* **Aim of the task**
If an entry holds a picture, drop the picture and restate the rest word for word.

[Dataset entries]
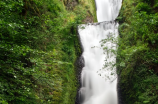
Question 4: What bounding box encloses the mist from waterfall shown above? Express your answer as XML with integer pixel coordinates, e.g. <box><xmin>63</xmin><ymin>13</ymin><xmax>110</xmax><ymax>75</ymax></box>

<box><xmin>78</xmin><ymin>0</ymin><xmax>122</xmax><ymax>104</ymax></box>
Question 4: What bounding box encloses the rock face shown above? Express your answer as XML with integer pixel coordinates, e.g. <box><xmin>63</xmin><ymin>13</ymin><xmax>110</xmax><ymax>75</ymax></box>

<box><xmin>63</xmin><ymin>0</ymin><xmax>78</xmax><ymax>10</ymax></box>
<box><xmin>75</xmin><ymin>56</ymin><xmax>85</xmax><ymax>104</ymax></box>
<box><xmin>83</xmin><ymin>13</ymin><xmax>94</xmax><ymax>23</ymax></box>
<box><xmin>63</xmin><ymin>0</ymin><xmax>96</xmax><ymax>23</ymax></box>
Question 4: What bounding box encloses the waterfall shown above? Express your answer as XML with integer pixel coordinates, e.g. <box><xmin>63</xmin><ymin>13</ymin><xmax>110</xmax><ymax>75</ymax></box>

<box><xmin>96</xmin><ymin>0</ymin><xmax>122</xmax><ymax>22</ymax></box>
<box><xmin>77</xmin><ymin>0</ymin><xmax>122</xmax><ymax>104</ymax></box>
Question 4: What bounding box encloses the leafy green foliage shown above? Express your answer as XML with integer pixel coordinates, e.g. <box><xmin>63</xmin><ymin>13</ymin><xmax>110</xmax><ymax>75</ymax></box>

<box><xmin>117</xmin><ymin>0</ymin><xmax>158</xmax><ymax>103</ymax></box>
<box><xmin>0</xmin><ymin>0</ymin><xmax>96</xmax><ymax>103</ymax></box>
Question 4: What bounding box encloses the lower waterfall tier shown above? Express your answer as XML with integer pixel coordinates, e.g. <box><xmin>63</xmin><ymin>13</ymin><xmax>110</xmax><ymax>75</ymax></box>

<box><xmin>78</xmin><ymin>22</ymin><xmax>119</xmax><ymax>104</ymax></box>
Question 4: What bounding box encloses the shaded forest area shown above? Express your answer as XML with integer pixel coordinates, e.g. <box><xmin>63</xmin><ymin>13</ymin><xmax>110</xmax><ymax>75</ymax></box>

<box><xmin>0</xmin><ymin>0</ymin><xmax>96</xmax><ymax>104</ymax></box>
<box><xmin>117</xmin><ymin>0</ymin><xmax>158</xmax><ymax>103</ymax></box>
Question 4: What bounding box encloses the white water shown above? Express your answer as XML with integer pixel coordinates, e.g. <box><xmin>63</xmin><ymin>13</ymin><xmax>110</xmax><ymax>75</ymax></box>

<box><xmin>78</xmin><ymin>0</ymin><xmax>122</xmax><ymax>104</ymax></box>
<box><xmin>96</xmin><ymin>0</ymin><xmax>122</xmax><ymax>22</ymax></box>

* **Result of the task**
Question 4: What bounding box encloses the mist from waterfall shown above? Express your answer as XML with integer pixel coordinates, e.g. <box><xmin>63</xmin><ymin>13</ymin><xmax>110</xmax><ymax>75</ymax></box>

<box><xmin>78</xmin><ymin>0</ymin><xmax>122</xmax><ymax>104</ymax></box>
Question 4: What bounding box encloses the rock face shown above? Express your answer as XML with integer pixel coordinates, e.g. <box><xmin>63</xmin><ymin>13</ymin><xmax>110</xmax><ymax>75</ymax></box>

<box><xmin>63</xmin><ymin>0</ymin><xmax>78</xmax><ymax>10</ymax></box>
<box><xmin>75</xmin><ymin>56</ymin><xmax>85</xmax><ymax>104</ymax></box>
<box><xmin>83</xmin><ymin>13</ymin><xmax>94</xmax><ymax>23</ymax></box>
<box><xmin>63</xmin><ymin>0</ymin><xmax>96</xmax><ymax>23</ymax></box>
Question 4: What bounding box encloses the waterfall shown above? Express your answer as XML with integer pixel coordinates, e.g. <box><xmin>63</xmin><ymin>13</ymin><xmax>110</xmax><ymax>75</ymax></box>

<box><xmin>96</xmin><ymin>0</ymin><xmax>122</xmax><ymax>22</ymax></box>
<box><xmin>77</xmin><ymin>0</ymin><xmax>122</xmax><ymax>104</ymax></box>
Question 4: What bounding box encloses the leafy green foliage shown above? Express your answer as XML with integer pixel coordinates, e.g. <box><xmin>63</xmin><ymin>13</ymin><xmax>110</xmax><ymax>75</ymax></box>

<box><xmin>117</xmin><ymin>0</ymin><xmax>158</xmax><ymax>103</ymax></box>
<box><xmin>0</xmin><ymin>0</ymin><xmax>96</xmax><ymax>103</ymax></box>
Question 4: What bounding box encloses the lower waterfall tier shown above? Express your answer as XML with integer pixel coordinates, e.g. <box><xmin>63</xmin><ymin>13</ymin><xmax>110</xmax><ymax>75</ymax></box>

<box><xmin>78</xmin><ymin>22</ymin><xmax>119</xmax><ymax>104</ymax></box>
Question 4: What bounding box encloses the shaded forest area shown above? Express your answer as XML with integer pixel coordinates, e.g. <box><xmin>63</xmin><ymin>13</ymin><xmax>110</xmax><ymax>75</ymax></box>

<box><xmin>0</xmin><ymin>0</ymin><xmax>96</xmax><ymax>104</ymax></box>
<box><xmin>117</xmin><ymin>0</ymin><xmax>158</xmax><ymax>103</ymax></box>
Question 4: What bounding box encloses the white water shown above? Express your answer as XML with integer pixel coordinates, e.g. <box><xmin>63</xmin><ymin>13</ymin><xmax>110</xmax><ymax>75</ymax></box>

<box><xmin>78</xmin><ymin>0</ymin><xmax>122</xmax><ymax>104</ymax></box>
<box><xmin>96</xmin><ymin>0</ymin><xmax>122</xmax><ymax>22</ymax></box>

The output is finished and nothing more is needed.